- DOCUMENT SEGMENT -
· · ·
This example demonstrates how to safely schedule custom messages for satellite transmission and actively monitor the status of the internal message queue.

How it Works

  • Periodic Scheduling: The SendMessage job automatically runs to schedule a defined number of messages per day (configured via MESSAGES_PER_DAY).
  • Custom Payload: It constructs a packed message struct containing a sequence number and a timestamp. You can easily expand this struct to include your own application's sensor data.
  • Safe Queuing (Capacity Checks): Before attempting to schedule a message, the application checks FLEX_MessageSlotsFree() and FLEX_MessageBytesFree(). If the queue is full, it gracefully skips the current schedule to prevent overwriting older, unsent messages.
  • Message ID: The FLEX_MessageSchedule function pushes the payload to the queue. If successful, it returns the newly created message's unique ID (>= 0). A negative return value indicates a failure to schedule.
  • Queue Monitoring: After every scheduling attempt, the application prints a formatted table displaying the overall queue capacity and the exact FLEX_MessageTransmitStatus of every message currently in the system (e.g., PENDING, ONGOING, COMPLETE, or EXPIRED).

Satellite Transmission

Messages are held in the queue and will be transmitted automatically when a satellite is overhead. You can check satellite access times for your location using the Device Manager

#include <stdio.h>
#include "flex.h"
#define APPLICATION_NAME "Schedule Message Example"
// Note: Modify this according to the application requirements.
· · ·
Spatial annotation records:
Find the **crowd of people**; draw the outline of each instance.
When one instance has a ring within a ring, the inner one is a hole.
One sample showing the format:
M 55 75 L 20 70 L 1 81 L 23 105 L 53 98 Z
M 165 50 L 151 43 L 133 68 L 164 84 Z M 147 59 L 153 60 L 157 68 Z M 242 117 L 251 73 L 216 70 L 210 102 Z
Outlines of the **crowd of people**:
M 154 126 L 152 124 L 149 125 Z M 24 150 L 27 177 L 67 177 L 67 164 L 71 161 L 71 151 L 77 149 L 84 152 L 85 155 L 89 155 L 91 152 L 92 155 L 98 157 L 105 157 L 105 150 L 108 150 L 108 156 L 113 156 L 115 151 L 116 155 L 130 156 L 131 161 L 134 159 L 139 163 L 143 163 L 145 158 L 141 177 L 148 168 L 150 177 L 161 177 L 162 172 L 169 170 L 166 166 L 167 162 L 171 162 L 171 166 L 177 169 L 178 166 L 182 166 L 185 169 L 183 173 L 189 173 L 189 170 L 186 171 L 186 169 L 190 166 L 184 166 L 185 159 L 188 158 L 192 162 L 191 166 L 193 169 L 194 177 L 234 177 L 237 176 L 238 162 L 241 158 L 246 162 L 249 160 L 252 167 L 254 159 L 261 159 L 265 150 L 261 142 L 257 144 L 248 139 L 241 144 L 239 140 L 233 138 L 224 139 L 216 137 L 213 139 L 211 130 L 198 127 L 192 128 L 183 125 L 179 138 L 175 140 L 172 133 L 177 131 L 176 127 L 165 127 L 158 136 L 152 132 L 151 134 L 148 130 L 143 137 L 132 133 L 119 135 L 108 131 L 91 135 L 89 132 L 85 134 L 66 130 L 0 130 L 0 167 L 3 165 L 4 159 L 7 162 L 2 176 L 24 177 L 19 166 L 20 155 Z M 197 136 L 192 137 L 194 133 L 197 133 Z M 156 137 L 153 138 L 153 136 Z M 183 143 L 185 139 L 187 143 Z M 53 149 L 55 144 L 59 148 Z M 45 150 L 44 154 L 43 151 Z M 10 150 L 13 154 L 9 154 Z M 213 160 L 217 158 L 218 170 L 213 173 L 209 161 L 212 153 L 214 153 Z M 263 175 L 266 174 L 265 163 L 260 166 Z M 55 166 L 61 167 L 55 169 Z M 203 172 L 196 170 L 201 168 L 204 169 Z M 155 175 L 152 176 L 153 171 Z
· · ·
- TASK REQUIREMENTS -
#1 Echo the satellite messaging text word for word, starting at "This example demonstrates" and ending at "(configured via MESSAGES_PER_DAY).".
#2 Condense the paragraph of the satellite messaging text that begins "This example demonstrates how" into one shorter sentence that keeps its main facts.

- ANSWERS GIVEN -
#1
This example demonstrates how to safely schedule custom messages for satellite transmission and actively monitor the status of the internal message queue.

How it Works

  • Periodic Scheduling: The SendMessage job automatically runs to schedule a defined number of messages per day (configured via MESSAGES_PER_DAY).

#2 The example shows how to safely schedule custom messages for satellite transmission and actively track the internal message queue's status.